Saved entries
=== Section Start ===

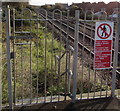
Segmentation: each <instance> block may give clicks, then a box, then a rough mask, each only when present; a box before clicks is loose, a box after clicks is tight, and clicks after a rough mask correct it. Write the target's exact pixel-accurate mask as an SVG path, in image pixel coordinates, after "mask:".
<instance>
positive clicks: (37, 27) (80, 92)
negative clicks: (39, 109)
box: [5, 7, 120, 109]
mask: <svg viewBox="0 0 120 111" xmlns="http://www.w3.org/2000/svg"><path fill="white" fill-rule="evenodd" d="M12 12H13V13H12V15H11V14H10V9H9V7H8V10H7V11H6V24H7V25H6V28H7V30H6V32H7V33H6V41H7V45H6V47H7V66H8V67H7V73H8V76H7V77H8V84H9V87H8V94H9V107H10V109H12V108H13V106H16V105H26V104H38V103H47V102H58V101H64V100H68V99H72V101H73V102H75V100H76V99H90V98H101V97H109V96H111V94H112V96H114V95H117V96H118V97H119V96H120V94H119V91H120V90H119V88H120V86H119V78H118V77H119V75H120V74H119V73H118V72H119V70H118V69H117V66H118V67H119V65H117V61H116V60H118V59H115V58H117V57H118V56H119V52H118V48H119V47H118V42H119V40H118V38H117V37H119V31H118V30H116V28H115V32H116V33H115V34H114V36H115V38H114V39H115V40H114V45H115V46H114V50H113V54H114V60H113V68H111V69H107V70H101V71H98V70H94V69H93V66H92V65H93V58H94V36H95V35H94V33H95V29H94V28H95V23H96V22H97V21H107V19H108V17H107V13H106V12H105V10H102V12H103V15H102V16H101V15H100V16H99V17H96V16H95V15H94V11H93V10H87V11H85V13H84V14H85V15H84V17H81V15H80V11H76V13H75V18H73V17H70V16H69V11H67V12H66V15H64V14H63V13H62V11H60V10H54V11H53V12H49V11H46V10H44V9H35V10H30V9H27V8H25V9H22V11H19V10H18V11H17V10H15V9H13V10H12ZM114 13H118V11H115V12H114ZM83 18H84V19H83ZM10 21H11V22H10ZM110 21H113V19H111V20H110ZM113 22H115V23H116V22H117V23H118V27H119V20H118V21H116V20H115V21H113ZM10 23H12V25H11V24H10ZM11 26H12V27H11ZM115 27H116V26H115ZM117 29H118V28H117ZM11 32H12V33H11ZM116 38H117V39H116ZM112 71H113V72H112ZM116 73H117V75H118V77H117V79H116ZM112 75H113V76H112ZM115 84H117V87H116V89H117V90H115ZM111 88H112V89H111ZM111 91H112V92H111ZM7 102H8V101H5V103H7Z"/></svg>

=== Section End ===

• [TASK OBJECTIVE] From the first line to the last, copy the records above exactly and drop any pictures.

• [RESULT]
Segmentation: each <instance> block may give clicks, then a box, then a rough mask, each only when present; a box before clicks is loose, a box after clicks is tight, and clicks after a rough mask correct it. Write the target's exact pixel-accurate mask as an SVG path, in image pixel coordinates, after "mask:".
<instance>
positive clicks: (37, 27) (80, 92)
negative clicks: (39, 109)
box: [5, 7, 120, 109]
mask: <svg viewBox="0 0 120 111" xmlns="http://www.w3.org/2000/svg"><path fill="white" fill-rule="evenodd" d="M12 12H13V13H12V15H11V14H10V9H9V7H8V10H7V11H6V24H7V25H6V28H7V30H6V32H7V33H6V41H7V45H6V47H7V66H8V67H7V73H8V76H7V77H8V84H9V87H8V94H9V107H10V109H12V108H13V106H16V105H26V104H38V103H47V102H58V101H64V100H68V99H72V101H73V102H75V100H76V99H90V98H101V97H109V96H111V94H112V96H114V95H117V96H118V97H119V96H120V94H119V91H120V90H119V88H120V86H119V78H118V77H119V75H120V74H119V73H118V72H119V70H118V69H117V66H118V67H119V65H117V61H116V60H118V59H115V58H117V57H118V56H119V52H118V48H119V47H118V42H119V40H118V38H117V37H119V31H118V30H116V28H115V32H116V33H115V34H114V36H115V38H114V39H115V40H114V45H115V46H114V50H113V54H114V60H113V68H111V69H107V70H101V71H98V70H94V69H93V66H92V65H93V58H94V36H95V35H94V33H95V29H94V28H95V23H96V22H97V21H107V19H108V17H107V13H106V12H105V10H102V12H103V15H102V16H101V15H100V16H99V17H96V16H95V15H94V11H93V10H87V11H85V13H84V14H85V15H84V17H81V15H80V11H76V13H75V18H73V17H70V16H69V11H67V12H66V15H64V14H63V13H62V11H60V10H54V11H53V12H49V11H46V10H44V9H35V10H30V9H27V8H25V9H22V11H19V10H18V11H17V10H15V9H13V10H12ZM114 13H118V11H115V12H114ZM83 18H84V19H83ZM10 21H11V22H10ZM110 21H113V19H111V20H110ZM113 22H115V23H116V22H117V23H118V27H119V20H118V21H116V20H115V21H113ZM10 23H12V25H11V24H10ZM11 26H12V27H11ZM115 27H116V26H115ZM117 29H118V28H117ZM11 32H12V33H11ZM116 38H117V39H116ZM112 71H113V72H112ZM116 73H117V75H118V77H117V79H116ZM112 75H113V76H112ZM115 84H117V87H116V89H117V90H115ZM111 88H112V89H111ZM111 91H112V92H111ZM7 102H8V101H5V103H7Z"/></svg>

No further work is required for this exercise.